━━ Data to process
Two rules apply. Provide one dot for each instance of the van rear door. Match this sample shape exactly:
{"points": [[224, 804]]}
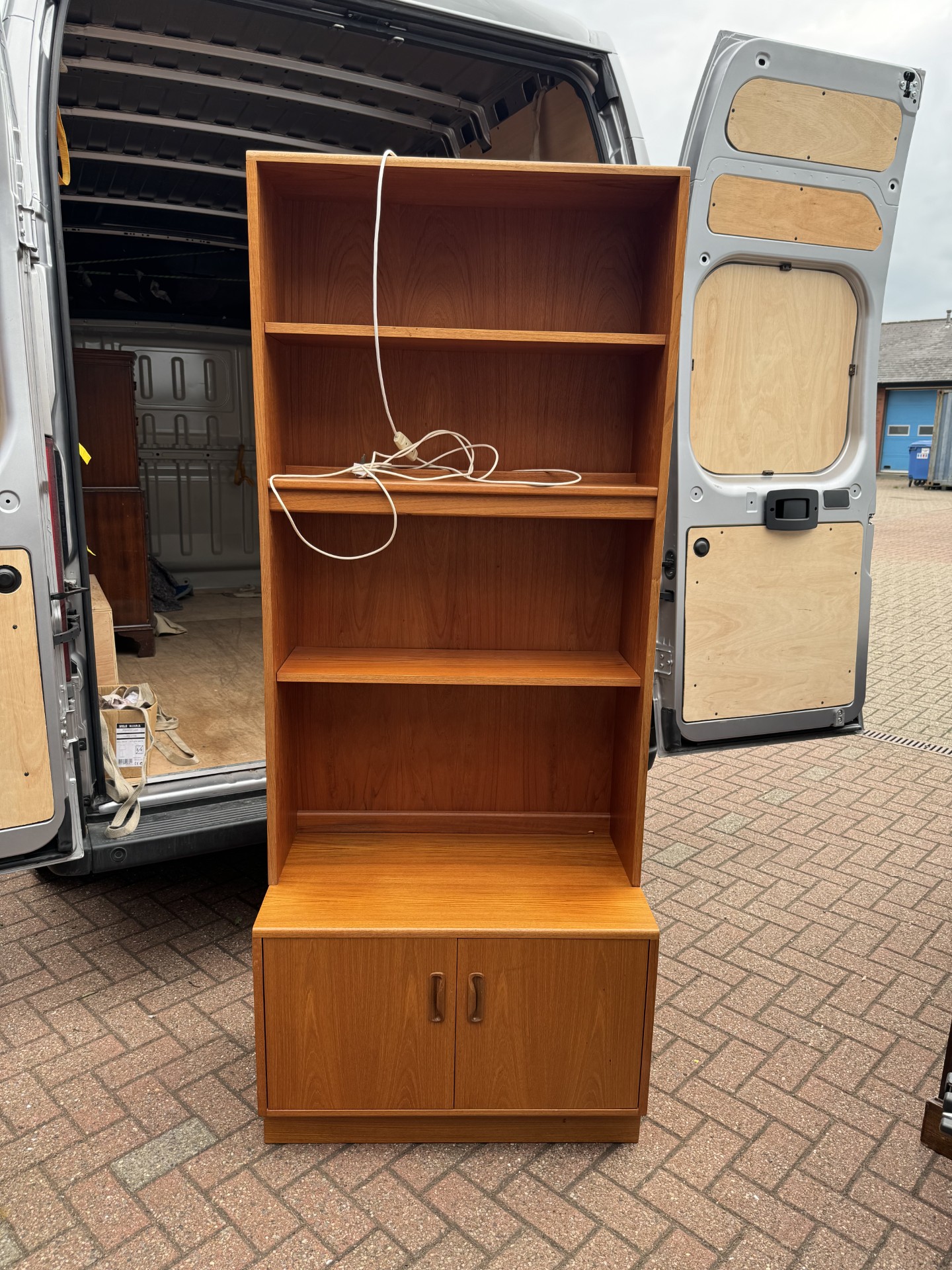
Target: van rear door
{"points": [[40, 808], [797, 161]]}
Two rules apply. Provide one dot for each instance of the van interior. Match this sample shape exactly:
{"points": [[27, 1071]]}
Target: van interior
{"points": [[159, 103]]}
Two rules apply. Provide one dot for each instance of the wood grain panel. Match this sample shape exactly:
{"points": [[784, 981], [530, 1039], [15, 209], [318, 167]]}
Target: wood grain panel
{"points": [[454, 1127], [441, 337], [106, 415], [455, 583], [465, 183], [348, 1024], [793, 214], [770, 386], [462, 267], [457, 666], [588, 994], [771, 620], [804, 121], [394, 748], [541, 409], [26, 780], [516, 883]]}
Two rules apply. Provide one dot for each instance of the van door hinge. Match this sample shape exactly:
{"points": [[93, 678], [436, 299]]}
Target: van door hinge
{"points": [[27, 230], [664, 659]]}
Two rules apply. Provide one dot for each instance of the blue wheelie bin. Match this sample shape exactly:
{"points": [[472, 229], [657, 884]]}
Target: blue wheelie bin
{"points": [[920, 464]]}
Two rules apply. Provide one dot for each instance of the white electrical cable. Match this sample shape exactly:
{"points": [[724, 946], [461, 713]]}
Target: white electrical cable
{"points": [[405, 462]]}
━━━━
What to work on:
Retype every line of the data above verbatim, omitting the pictures.

The answer:
Two rules apply. Provide one dot for each instance of the van rear door. Match this sample shape exactly:
{"points": [[224, 804]]}
Target: van rear door
{"points": [[40, 808], [797, 161]]}
Two rules apply. Provide one dot for each instance of the van interior. Match this sample shape exactly:
{"points": [[27, 1071]]}
Target: van interior
{"points": [[159, 103]]}
Two rules apply. Provide one dot for each instance of the wood grain panel. Match this sample shape exactly:
{"points": [[784, 981], [530, 1039], [15, 209], [318, 167]]}
Target: wood grain panel
{"points": [[454, 1127], [441, 337], [106, 415], [455, 583], [465, 183], [348, 1024], [793, 214], [770, 386], [462, 267], [457, 666], [588, 994], [771, 620], [804, 121], [394, 748], [541, 409], [26, 780], [516, 883]]}
Two rules apply. Provide one dot for each instance of the van door hinge. Match this sample shape exactly:
{"points": [[93, 678], [436, 299]]}
Target: van door hinge
{"points": [[27, 230], [664, 659]]}
Two rules apply. Provide one dot for each instance of the blue wheelie bin. Match this sample shape exactly:
{"points": [[472, 229], [657, 884]]}
Target: blue wheelie bin
{"points": [[920, 464]]}
Two rules apply. Provide one dot for each instance of the white electrical cable. Match this sample shape exactly:
{"points": [[724, 946], [461, 713]]}
Target: white electrical cable
{"points": [[405, 462]]}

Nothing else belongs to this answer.